[Texto apresentado]:

Como nós, imperfeitos e arrogantes, as alfarrobeiras erguem-se do solo, das irregularidades da imersa rocha mãe, preferindo, estranhamente, as sedimentares às vetustas ígneas, exibindo uma figura imponente, altiva, mas séria. Autofágica, alimenta-se das próprias folhas que continuamente chovem da sua copa densa e perene tornando a terra à sua sombra negra como a noite. Alimento notável de nutriência e saúde. A água, cozinheira do seu abundante alimento, é a que dos céus cai, rara e preciosa, nas idiossincrasias mediterrânicas, como o orvalho de verão, mas suficiente para quem vive nos equilíbrios frágeis da natureza que as enforma.
Como tudo o que é vivo, reproduz-se generosamente deixando às sementes, que os pássaros, que as amam e nelas constroem os ninhos, espalharão no território à sua volta; o alimento da sua preciosa vagem.
Não há sombra mais densa e fresca e agradável que a duma alfarrobeira durante o verão.
Um ser vivo digno e independente que o homem um dia irá vergar à condição de escrava, de mero ser vivo conduzido para a função derradeira de produzir, em fileiras intensivas e contranatura, alimentada à força, decepada para não crescer e violada por toda uma panóplia de químicos que a tornarão artificial, sem dignidade e... triste.
Deixaremos então de ouvir, nos barrocais do fim do mundo, nos dias mais quentes dos dias, os seus roncos medonhos, quando se liberta de partes de si, em rituais inexplicáveis, de possível purificação e rejuvenescimento.
A vida humana desencontra-se das vidas das alfarrobeiras e torna-se raro assistir à morte natural de uma delas. O genocídio a que têm sido sujeitas nos últimos cinquenta anos torna-se, por isso, mais cruel, mais indigno e injustificável.
O Algarve não será o que foi sem estas companheiras de antanho.

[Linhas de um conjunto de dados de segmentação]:
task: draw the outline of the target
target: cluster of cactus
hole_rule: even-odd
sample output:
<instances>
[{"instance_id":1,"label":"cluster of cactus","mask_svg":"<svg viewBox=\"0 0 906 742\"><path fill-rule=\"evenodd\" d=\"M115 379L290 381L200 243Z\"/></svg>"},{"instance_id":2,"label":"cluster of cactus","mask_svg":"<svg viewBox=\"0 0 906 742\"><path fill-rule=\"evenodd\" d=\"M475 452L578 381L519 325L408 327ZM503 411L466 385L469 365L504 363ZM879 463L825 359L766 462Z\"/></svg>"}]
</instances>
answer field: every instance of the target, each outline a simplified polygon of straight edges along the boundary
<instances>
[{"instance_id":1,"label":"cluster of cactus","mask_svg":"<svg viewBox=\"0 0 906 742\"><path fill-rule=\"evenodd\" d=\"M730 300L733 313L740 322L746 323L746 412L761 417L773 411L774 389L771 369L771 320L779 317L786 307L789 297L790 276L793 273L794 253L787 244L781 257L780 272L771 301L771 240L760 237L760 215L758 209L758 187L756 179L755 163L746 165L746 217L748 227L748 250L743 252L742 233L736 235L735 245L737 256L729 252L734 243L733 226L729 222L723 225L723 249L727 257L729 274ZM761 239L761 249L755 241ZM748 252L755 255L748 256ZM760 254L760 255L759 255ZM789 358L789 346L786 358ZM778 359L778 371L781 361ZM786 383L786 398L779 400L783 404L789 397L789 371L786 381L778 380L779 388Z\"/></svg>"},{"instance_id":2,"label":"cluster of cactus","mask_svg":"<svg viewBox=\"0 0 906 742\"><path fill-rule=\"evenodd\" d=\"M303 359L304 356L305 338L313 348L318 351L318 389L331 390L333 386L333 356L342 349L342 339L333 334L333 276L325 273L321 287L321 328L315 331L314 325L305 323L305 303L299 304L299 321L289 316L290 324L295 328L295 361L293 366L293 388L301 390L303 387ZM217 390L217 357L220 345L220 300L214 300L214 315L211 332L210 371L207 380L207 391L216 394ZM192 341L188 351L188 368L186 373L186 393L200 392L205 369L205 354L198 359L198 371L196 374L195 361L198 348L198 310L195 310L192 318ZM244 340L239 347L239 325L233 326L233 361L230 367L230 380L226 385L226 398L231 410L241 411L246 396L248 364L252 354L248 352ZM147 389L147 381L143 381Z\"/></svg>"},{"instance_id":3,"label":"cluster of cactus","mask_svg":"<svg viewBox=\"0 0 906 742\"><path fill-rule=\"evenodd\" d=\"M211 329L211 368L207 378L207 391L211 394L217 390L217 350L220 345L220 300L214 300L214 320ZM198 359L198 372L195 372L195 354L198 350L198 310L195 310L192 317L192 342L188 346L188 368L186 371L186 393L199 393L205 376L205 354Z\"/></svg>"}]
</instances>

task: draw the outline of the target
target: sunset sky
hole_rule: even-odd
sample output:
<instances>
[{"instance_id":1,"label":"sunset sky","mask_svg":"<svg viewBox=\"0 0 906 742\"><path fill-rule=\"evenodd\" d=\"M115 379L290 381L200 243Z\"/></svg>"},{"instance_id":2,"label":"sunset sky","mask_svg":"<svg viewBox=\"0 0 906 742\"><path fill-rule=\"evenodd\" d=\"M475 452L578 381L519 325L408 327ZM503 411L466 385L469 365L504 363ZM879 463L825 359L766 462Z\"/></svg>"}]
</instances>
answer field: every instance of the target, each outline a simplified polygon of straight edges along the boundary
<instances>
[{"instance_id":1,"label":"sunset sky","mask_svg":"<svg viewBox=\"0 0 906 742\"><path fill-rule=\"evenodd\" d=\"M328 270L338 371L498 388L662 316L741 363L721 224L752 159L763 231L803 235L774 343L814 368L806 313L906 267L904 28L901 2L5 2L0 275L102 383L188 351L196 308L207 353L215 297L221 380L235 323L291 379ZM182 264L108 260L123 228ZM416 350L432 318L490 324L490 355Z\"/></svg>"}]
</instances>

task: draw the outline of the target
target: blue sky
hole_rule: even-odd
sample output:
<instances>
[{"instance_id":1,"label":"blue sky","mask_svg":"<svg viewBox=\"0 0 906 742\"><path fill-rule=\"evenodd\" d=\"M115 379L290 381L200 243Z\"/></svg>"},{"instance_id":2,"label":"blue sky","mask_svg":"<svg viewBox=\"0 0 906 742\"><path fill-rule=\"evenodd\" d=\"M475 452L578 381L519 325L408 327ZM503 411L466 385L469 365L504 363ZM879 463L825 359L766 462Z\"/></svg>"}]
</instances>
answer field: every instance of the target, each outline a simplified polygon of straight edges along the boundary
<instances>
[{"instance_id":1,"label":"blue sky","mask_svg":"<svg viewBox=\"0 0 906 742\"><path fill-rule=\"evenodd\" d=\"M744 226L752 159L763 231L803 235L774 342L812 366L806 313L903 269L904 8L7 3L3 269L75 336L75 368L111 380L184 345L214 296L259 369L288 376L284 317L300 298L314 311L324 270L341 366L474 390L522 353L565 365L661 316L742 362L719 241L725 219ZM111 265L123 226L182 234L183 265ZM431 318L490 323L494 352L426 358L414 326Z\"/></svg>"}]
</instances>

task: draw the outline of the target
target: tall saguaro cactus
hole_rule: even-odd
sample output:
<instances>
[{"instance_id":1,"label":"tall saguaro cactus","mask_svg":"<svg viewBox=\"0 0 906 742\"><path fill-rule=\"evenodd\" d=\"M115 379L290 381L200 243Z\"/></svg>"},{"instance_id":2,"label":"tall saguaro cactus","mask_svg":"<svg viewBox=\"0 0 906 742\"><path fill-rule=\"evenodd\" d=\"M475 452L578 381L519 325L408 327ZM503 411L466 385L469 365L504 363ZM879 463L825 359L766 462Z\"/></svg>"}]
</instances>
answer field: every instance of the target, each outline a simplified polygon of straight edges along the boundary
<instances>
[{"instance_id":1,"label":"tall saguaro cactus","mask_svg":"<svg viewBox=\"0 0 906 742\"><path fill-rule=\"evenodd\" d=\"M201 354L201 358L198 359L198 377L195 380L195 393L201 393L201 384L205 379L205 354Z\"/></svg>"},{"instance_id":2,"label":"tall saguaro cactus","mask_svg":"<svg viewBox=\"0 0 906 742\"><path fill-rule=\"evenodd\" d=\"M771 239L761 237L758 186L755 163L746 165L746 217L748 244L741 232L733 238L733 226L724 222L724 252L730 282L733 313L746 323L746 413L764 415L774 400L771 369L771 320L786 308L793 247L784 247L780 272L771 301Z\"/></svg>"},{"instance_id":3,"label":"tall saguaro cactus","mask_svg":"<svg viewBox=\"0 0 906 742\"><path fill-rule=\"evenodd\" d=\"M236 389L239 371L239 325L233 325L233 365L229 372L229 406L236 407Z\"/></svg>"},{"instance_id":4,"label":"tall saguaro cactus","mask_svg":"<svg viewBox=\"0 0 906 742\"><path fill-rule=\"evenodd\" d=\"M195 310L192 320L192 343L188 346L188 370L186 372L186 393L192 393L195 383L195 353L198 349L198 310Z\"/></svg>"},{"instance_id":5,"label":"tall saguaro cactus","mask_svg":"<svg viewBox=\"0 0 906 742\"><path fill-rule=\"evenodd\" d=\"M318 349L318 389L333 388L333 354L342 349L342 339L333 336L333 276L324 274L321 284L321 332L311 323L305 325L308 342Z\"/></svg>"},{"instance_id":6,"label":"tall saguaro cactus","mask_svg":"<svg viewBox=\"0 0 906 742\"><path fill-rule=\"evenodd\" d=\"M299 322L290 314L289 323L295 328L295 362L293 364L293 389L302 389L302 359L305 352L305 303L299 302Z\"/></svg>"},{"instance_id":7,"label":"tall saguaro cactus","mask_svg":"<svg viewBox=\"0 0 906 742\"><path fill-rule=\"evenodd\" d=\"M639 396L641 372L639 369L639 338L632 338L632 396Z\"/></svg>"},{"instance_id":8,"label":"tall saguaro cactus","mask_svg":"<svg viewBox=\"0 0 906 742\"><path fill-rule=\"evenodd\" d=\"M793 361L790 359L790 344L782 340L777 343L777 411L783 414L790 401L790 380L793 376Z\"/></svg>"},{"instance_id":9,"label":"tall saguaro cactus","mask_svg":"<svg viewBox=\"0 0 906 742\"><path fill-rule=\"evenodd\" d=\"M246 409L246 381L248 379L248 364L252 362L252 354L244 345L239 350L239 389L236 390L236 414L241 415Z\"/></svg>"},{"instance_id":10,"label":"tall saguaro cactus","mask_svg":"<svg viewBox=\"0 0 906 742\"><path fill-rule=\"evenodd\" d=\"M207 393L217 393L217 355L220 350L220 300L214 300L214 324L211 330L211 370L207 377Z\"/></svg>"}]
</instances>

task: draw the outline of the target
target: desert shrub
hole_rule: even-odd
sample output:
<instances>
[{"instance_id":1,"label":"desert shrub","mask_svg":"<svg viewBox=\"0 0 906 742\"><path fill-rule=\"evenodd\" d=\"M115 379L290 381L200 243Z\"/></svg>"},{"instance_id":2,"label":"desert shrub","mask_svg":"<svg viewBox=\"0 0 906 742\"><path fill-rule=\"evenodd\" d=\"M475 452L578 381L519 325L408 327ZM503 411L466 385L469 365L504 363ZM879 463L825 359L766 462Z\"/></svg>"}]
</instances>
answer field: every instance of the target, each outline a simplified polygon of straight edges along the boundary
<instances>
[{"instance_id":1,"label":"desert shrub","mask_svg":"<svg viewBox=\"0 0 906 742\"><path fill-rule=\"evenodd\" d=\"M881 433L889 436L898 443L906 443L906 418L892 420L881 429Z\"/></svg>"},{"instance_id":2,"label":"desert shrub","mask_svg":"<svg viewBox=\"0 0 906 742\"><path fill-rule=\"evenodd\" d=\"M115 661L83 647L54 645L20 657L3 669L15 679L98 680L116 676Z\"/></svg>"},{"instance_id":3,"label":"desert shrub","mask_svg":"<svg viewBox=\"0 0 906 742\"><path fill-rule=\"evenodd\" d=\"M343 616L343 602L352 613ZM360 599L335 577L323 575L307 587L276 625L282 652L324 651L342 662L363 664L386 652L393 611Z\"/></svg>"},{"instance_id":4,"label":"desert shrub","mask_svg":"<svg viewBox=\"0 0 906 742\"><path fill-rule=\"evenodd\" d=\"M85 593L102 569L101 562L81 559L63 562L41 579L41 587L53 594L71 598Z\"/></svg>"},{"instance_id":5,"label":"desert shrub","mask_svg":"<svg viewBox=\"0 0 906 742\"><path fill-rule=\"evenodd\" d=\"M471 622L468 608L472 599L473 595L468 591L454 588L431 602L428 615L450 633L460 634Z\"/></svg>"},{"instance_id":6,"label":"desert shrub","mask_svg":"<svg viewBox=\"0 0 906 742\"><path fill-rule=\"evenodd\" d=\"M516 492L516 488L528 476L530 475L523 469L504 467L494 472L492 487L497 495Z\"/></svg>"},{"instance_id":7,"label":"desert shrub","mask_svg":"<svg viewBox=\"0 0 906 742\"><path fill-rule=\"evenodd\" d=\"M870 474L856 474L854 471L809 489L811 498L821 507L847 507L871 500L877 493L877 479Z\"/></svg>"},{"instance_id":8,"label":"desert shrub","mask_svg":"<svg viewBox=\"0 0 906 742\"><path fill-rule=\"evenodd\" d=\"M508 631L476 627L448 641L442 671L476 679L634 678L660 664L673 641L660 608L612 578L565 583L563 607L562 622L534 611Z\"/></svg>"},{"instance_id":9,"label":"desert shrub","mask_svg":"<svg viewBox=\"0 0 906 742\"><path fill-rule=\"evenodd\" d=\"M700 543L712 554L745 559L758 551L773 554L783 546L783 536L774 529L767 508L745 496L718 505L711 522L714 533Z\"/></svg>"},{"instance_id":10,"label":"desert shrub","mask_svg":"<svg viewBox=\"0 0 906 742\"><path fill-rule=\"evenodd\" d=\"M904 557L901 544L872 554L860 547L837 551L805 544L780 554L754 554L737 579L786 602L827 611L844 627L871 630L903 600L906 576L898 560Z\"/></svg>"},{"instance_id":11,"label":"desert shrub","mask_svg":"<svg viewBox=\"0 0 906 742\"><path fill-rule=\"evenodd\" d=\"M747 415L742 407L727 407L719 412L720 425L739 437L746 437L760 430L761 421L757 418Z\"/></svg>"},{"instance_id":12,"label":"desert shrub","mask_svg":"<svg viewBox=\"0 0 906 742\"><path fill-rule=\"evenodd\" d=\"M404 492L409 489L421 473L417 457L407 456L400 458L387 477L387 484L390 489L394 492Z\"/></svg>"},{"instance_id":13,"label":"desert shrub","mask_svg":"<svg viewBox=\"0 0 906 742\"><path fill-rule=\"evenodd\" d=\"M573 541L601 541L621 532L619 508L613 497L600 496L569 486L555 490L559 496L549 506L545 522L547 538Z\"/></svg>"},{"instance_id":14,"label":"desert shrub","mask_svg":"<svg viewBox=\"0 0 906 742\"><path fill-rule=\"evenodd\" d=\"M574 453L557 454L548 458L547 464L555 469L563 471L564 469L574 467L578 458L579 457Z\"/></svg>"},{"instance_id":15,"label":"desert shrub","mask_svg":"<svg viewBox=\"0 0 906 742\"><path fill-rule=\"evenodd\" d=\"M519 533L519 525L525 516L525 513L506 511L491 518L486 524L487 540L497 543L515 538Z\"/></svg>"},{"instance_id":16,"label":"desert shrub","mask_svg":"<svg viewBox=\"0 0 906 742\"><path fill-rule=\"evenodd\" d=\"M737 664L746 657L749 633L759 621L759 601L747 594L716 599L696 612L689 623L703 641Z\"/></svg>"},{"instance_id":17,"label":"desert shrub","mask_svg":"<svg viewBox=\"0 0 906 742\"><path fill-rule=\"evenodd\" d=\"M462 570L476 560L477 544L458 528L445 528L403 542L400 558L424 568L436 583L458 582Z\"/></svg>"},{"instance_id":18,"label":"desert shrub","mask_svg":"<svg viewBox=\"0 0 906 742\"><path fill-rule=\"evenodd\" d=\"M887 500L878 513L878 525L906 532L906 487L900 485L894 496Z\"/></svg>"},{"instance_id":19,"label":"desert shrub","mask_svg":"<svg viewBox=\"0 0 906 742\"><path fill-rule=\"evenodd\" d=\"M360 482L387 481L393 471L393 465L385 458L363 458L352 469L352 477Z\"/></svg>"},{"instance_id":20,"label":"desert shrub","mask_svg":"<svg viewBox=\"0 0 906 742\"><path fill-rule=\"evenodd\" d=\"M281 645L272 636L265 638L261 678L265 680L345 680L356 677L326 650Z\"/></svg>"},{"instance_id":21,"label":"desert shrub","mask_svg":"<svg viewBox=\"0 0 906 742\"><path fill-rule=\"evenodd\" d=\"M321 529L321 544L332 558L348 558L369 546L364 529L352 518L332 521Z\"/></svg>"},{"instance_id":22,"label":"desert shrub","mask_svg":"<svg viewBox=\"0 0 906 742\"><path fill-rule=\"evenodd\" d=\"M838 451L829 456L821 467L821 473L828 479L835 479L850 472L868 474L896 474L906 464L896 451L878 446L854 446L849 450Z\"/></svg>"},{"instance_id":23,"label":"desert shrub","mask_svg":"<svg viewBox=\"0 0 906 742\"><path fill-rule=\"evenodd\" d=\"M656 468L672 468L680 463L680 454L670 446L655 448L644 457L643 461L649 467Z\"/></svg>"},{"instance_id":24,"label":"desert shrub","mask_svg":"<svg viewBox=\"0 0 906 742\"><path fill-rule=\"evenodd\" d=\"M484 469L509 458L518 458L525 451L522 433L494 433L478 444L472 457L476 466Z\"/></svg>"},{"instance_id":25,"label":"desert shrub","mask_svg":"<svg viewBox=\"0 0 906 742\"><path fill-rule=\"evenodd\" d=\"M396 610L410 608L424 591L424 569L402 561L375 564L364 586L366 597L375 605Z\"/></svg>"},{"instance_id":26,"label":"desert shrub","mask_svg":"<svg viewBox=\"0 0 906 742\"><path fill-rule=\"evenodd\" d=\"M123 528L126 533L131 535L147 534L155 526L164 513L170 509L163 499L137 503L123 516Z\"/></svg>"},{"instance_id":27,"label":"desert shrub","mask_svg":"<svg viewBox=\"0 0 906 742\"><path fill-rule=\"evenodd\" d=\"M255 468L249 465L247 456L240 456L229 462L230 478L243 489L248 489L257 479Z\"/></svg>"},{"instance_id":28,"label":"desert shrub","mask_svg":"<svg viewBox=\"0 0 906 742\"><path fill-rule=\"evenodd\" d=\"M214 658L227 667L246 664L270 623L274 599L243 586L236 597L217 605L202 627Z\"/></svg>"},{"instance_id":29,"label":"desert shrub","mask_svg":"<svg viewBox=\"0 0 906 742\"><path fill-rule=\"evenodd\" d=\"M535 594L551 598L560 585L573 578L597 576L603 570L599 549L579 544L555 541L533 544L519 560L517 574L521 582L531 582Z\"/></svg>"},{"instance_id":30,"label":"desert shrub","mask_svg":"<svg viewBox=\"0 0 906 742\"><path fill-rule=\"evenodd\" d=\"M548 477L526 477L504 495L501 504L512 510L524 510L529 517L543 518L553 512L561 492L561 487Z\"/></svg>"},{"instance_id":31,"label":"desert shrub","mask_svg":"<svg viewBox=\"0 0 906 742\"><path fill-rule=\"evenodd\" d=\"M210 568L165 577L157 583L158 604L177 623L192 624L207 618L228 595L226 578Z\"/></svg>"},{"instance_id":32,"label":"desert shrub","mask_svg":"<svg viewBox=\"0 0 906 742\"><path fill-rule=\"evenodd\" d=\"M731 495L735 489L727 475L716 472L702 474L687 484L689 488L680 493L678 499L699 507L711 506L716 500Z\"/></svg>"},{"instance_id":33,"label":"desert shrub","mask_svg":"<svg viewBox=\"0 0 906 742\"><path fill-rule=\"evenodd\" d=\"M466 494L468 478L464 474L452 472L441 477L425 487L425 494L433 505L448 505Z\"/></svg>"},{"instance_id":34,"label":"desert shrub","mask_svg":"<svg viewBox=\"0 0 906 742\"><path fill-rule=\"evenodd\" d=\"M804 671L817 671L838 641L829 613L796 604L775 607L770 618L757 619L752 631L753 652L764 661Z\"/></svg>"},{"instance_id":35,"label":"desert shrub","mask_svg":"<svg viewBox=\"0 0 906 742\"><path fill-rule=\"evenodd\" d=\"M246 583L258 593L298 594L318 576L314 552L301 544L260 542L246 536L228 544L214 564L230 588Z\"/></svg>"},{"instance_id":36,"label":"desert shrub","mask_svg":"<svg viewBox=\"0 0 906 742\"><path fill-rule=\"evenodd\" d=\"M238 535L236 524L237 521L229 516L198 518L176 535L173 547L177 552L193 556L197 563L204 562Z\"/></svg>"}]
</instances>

[Problemas]:
1 – Indique, por favor, se cada afirmação concorda com o texto sobre as alfarrobeiras, respondendo sim ou não e citando as palavras decisivas do texto. (a) As alfarrobeiras preferem as rochas ígneas às sedimentares. (b) A sombra da alfarrobeira no verão é descrita como a mais densa e fresca. (c) É frequente assistir à morte natural de uma alfarrobeira.
2 – Segundo o texto sobre as alfarrobeiras, há quanto tempo dura o genocídio a que estas árvores têm sido sujeitas?
Responda recorrendo apenas ao texto sobre as alfarrobeiras, sem usar os dados.

[Respostas do exercício]:
1 –
(a) Não: "preferindo, estranhamente, as sedimentares às vetustas ígneas".
(b) Sim: "Não há sombra mais densa e fresca e agradável que a duma alfarrobeira durante o verão".
(c) Não: "torna-se raro assistir à morte natural de uma delas".

2 – Há cinquenta anos ("nos últimos cinquenta anos").